GOAL: Transcribe every line of the entries below precisely, changing nothing.

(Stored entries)
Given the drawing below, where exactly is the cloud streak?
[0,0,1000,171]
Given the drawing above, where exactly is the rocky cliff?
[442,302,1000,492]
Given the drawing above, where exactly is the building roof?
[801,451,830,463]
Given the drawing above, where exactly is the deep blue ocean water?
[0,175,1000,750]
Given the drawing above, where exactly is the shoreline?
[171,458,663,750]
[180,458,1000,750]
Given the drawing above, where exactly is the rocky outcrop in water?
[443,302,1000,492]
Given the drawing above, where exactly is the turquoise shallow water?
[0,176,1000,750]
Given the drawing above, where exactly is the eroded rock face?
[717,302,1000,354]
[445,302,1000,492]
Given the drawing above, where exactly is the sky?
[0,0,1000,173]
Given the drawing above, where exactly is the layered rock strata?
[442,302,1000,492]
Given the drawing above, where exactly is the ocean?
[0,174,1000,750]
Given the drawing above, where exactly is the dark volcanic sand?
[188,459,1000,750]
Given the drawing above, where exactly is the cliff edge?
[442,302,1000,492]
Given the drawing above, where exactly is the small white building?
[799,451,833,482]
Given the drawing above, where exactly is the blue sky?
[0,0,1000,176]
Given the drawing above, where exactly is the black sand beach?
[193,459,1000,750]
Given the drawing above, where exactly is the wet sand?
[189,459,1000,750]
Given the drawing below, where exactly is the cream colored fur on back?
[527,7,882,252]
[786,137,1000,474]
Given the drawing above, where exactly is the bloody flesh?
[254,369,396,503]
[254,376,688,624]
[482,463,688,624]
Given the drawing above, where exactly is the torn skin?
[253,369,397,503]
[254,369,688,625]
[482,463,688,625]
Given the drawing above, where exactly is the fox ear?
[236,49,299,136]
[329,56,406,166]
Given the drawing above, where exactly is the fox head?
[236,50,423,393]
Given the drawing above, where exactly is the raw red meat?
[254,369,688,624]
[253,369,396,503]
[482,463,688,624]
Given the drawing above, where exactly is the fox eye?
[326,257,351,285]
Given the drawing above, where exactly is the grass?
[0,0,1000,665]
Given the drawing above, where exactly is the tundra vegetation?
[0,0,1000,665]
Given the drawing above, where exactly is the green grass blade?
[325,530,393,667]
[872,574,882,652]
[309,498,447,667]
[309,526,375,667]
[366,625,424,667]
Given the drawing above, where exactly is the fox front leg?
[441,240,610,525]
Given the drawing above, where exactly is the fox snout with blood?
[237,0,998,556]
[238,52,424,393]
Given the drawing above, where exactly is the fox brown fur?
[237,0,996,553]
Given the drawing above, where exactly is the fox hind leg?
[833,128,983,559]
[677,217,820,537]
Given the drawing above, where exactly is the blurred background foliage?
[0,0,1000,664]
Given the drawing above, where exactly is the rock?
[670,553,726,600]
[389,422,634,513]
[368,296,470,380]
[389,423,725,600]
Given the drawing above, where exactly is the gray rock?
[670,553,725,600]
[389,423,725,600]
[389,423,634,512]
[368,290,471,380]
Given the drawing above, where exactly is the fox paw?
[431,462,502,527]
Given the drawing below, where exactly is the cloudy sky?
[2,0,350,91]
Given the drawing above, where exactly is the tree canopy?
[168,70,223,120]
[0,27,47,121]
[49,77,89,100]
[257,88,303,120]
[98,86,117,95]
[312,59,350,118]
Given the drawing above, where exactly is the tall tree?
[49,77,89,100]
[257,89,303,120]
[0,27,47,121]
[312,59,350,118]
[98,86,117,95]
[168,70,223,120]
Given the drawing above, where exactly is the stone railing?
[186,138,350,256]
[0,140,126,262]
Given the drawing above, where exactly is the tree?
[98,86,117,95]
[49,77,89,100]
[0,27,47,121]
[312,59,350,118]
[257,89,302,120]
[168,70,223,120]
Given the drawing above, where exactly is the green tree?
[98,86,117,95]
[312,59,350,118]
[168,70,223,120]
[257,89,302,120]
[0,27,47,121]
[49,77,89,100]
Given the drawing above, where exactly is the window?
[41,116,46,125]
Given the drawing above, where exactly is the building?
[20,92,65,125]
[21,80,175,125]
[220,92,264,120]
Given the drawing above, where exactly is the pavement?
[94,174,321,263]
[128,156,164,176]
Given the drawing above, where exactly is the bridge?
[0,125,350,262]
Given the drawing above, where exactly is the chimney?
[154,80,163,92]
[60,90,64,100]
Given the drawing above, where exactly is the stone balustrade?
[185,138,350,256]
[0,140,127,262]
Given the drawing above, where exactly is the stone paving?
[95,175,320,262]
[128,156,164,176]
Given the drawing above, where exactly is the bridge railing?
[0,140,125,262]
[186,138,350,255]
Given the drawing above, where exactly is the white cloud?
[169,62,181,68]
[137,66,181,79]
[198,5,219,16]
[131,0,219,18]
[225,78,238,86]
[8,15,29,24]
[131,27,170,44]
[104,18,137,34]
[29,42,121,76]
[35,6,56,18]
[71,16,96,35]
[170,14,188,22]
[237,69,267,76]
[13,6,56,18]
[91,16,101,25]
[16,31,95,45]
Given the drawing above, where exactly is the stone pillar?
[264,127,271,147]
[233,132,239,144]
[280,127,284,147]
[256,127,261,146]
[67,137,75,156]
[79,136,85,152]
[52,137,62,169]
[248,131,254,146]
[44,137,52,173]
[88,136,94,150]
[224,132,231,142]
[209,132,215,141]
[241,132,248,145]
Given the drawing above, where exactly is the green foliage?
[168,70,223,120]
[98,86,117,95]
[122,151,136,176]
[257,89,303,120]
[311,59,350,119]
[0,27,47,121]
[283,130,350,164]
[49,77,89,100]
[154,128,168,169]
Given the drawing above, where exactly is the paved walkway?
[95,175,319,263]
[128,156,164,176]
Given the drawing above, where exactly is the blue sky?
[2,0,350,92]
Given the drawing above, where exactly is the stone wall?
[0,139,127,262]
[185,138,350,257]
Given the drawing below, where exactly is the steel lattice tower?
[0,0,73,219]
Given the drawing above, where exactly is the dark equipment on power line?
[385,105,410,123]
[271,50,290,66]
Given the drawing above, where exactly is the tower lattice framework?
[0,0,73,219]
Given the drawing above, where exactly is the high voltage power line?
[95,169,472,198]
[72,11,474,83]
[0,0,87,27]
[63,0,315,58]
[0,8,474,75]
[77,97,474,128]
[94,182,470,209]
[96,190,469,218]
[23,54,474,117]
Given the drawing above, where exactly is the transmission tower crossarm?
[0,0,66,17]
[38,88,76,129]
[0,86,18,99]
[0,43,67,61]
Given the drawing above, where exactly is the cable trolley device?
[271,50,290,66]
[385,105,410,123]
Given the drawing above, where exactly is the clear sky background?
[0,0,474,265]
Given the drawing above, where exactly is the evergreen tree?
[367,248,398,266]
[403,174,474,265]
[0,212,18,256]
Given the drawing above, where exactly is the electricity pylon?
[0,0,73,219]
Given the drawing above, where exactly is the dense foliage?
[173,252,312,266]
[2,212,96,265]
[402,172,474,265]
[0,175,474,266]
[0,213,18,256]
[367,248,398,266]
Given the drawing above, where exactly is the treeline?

CORRECT OUTPUT:
Given the drawing below, where exactly is the cloud streak?
[0,0,1000,171]
Given the drawing above, where exactly is the rocky cliff?
[442,302,1000,492]
Given the drawing above, where exactly is the building roof?
[801,451,830,463]
Given the drawing above, where exactly is the deep blue ocean water?
[0,175,1000,750]
Given the drawing above, where exactly is the shoreline?
[171,458,663,750]
[180,458,1000,750]
Given the drawing above, where exactly is the rocky outcrop in water?
[443,302,1000,492]
Given the drawing above, where exactly is the turquoise shallow water?
[0,176,1000,750]
Given the drawing above, where exactly is the eroded rock face?
[717,302,1000,354]
[445,302,1000,492]
Given the drawing above, where exactly is the sky?
[0,0,1000,173]
Given the drawing above, where exactly is the layered rock strata?
[442,302,1000,492]
Given the drawing above, where exactly is the ocean?
[0,174,1000,750]
Given the drawing above, where exactly is the dark volcanic sand?
[188,459,1000,750]
Given the drawing above, where exactly is the cliff edge?
[442,302,1000,492]
Given the drawing above, where exactly is the small white building?
[799,451,833,482]
Given the drawing above, where exactly is the blue sky?
[0,0,1000,176]
Given the drawing above, where exactly is the black sand beach?
[193,459,1000,750]
Given the drawing above, where exactly is the wet sand?
[189,459,1000,750]
Given the drawing below, where exactly is the cream colored fur on back?
[527,7,882,252]
[786,137,1000,474]
Given the drawing above, where exactly is the bloody flesh?
[254,369,396,503]
[254,376,688,624]
[482,463,688,624]
Given the drawing above, where exactly is the torn skin?
[253,369,397,503]
[254,369,688,625]
[482,463,688,625]
Given the drawing above, where exactly is the fox ear?
[236,49,299,136]
[329,56,406,166]
Given the drawing above, where exactly is the fox head?
[236,50,423,393]
Given the drawing above, where exactly is the raw red meat?
[254,369,688,624]
[253,369,396,503]
[482,463,688,624]
Given the drawing above, where exactly is the fox eye?
[326,257,351,285]
Given the drawing above, where exactly is the grass?
[0,0,1000,665]
Given the drawing above, where exactly is the tundra vegetation?
[0,0,1000,665]
Given the drawing above, where exactly is the green grass blade?
[325,530,393,667]
[872,574,882,652]
[309,498,447,667]
[309,526,375,667]
[366,625,424,667]
Given the drawing above, where exactly is the fox front leg?
[441,240,610,525]
Given the drawing above, where exactly is the fox snout with blood?
[237,0,998,556]
[238,52,424,393]
Given the drawing above, where exactly is the fox brown fur?
[237,0,996,553]
Given the drawing above, where exactly is the fox hind leg?
[833,128,983,559]
[677,217,820,537]
Given the drawing above, where exactly is the blurred background foliage?
[0,0,1000,664]
Given the drawing above, where exactly is the rock?
[670,553,726,600]
[389,422,634,513]
[368,296,470,380]
[389,423,725,600]
Given the drawing above, where exactly is the gray rock?
[670,553,725,600]
[389,423,725,600]
[389,423,634,512]
[368,290,471,380]
Given the drawing above, where exactly is the fox paw?
[431,462,502,527]
Given the drawing below, where exactly is the cloudy sky?
[2,0,350,91]
Given the drawing above, where exactly is the tree canopy?
[168,70,223,120]
[0,27,47,121]
[49,77,89,100]
[257,88,303,120]
[98,86,117,95]
[312,59,350,118]
Given the drawing above, where exactly is the tall tree?
[49,77,89,100]
[257,89,303,120]
[0,27,47,121]
[312,59,350,118]
[98,86,117,95]
[168,70,223,120]
Given the drawing above, where exactly is the stone railing?
[186,138,350,256]
[0,140,126,262]
Given the drawing above, where exactly is the tree?
[98,86,117,95]
[49,77,89,100]
[0,27,47,121]
[312,59,350,118]
[257,89,302,120]
[168,70,223,120]
Given the drawing above, where exactly is the green tree?
[98,86,117,95]
[312,59,350,118]
[168,70,223,120]
[257,89,302,120]
[0,27,47,121]
[49,77,89,100]
Given the drawing above, where exactly is the window?
[41,116,46,125]
Given the drawing above, where exactly is the building?
[20,92,65,125]
[21,80,175,125]
[220,92,264,120]
Given the drawing above, where exactly is the pavement?
[94,174,321,263]
[128,156,164,176]
Given the drawing above, where exactly is the bridge?
[0,125,350,262]
Given the drawing above, where exactly is the chimney?
[154,80,163,92]
[60,90,64,100]
Given the drawing above, where exactly is the stone balustrade?
[185,138,350,256]
[0,140,127,262]
Given the drawing above, where exactly is the stone paving?
[95,175,320,262]
[128,156,164,176]
Given the drawing above, where exactly is the bridge railing?
[0,140,125,262]
[186,138,350,255]
Given the drawing above, where exactly is the white cloud?
[169,62,181,68]
[137,66,181,79]
[198,5,219,16]
[131,0,219,18]
[225,78,238,86]
[8,15,29,24]
[131,27,170,44]
[104,18,137,34]
[29,42,121,76]
[35,6,56,18]
[71,16,96,35]
[170,14,188,22]
[237,69,267,76]
[13,6,56,18]
[91,16,101,25]
[16,31,95,45]
Given the drawing above, where exactly is the stone pillar?
[264,127,271,147]
[233,132,239,144]
[280,127,284,147]
[256,127,261,146]
[67,137,75,156]
[79,136,85,152]
[52,137,62,169]
[248,131,254,146]
[44,137,52,173]
[88,136,94,150]
[224,132,231,142]
[209,132,215,141]
[241,132,248,145]
Given the drawing above, where exactly is the green foliage?
[168,70,223,120]
[98,86,117,95]
[122,151,136,176]
[257,89,303,120]
[311,59,350,119]
[0,27,47,121]
[283,130,350,164]
[49,77,89,100]
[154,128,168,169]
Given the drawing above, where exactly is the paved walkway?
[95,175,319,263]
[128,156,164,176]
Given the drawing above, where exactly is the blue sky?
[2,0,350,92]
Given the drawing above, where exactly is the stone wall?
[0,139,127,262]
[185,138,350,257]
Given the drawing below, where exactly is the steel lattice tower?
[0,0,73,219]
Given the drawing above, where exactly is the dark equipment on power line?
[385,105,410,123]
[271,50,290,66]
Given the drawing above, where exactly is the tower lattice framework?
[0,0,73,219]
Given the drawing above, where exactly is the high voltage power line?
[95,169,472,198]
[72,11,474,83]
[0,0,87,27]
[63,0,315,58]
[0,8,474,75]
[77,97,474,128]
[94,182,470,209]
[96,190,469,218]
[23,54,474,117]
Given the drawing above, where exactly is the transmission tower crossarm?
[0,0,66,17]
[38,88,76,129]
[0,86,18,99]
[0,43,67,61]
Given the drawing above, where exactly is the cable trolley device?
[271,50,290,66]
[385,105,410,123]
Given the drawing above, where exactly is the clear sky background?
[0,0,474,265]
Given the drawing above, where exactly is the evergreen tree?
[367,248,398,266]
[403,174,474,265]
[0,212,18,256]
Given the drawing above, where exactly is the electricity pylon?
[0,0,73,219]
Given the drawing above, where exactly is the dense foliage?
[173,252,312,266]
[2,212,96,265]
[402,172,474,265]
[0,175,474,266]
[0,213,18,256]
[367,248,398,266]
Given the drawing above, where exactly is the treeline?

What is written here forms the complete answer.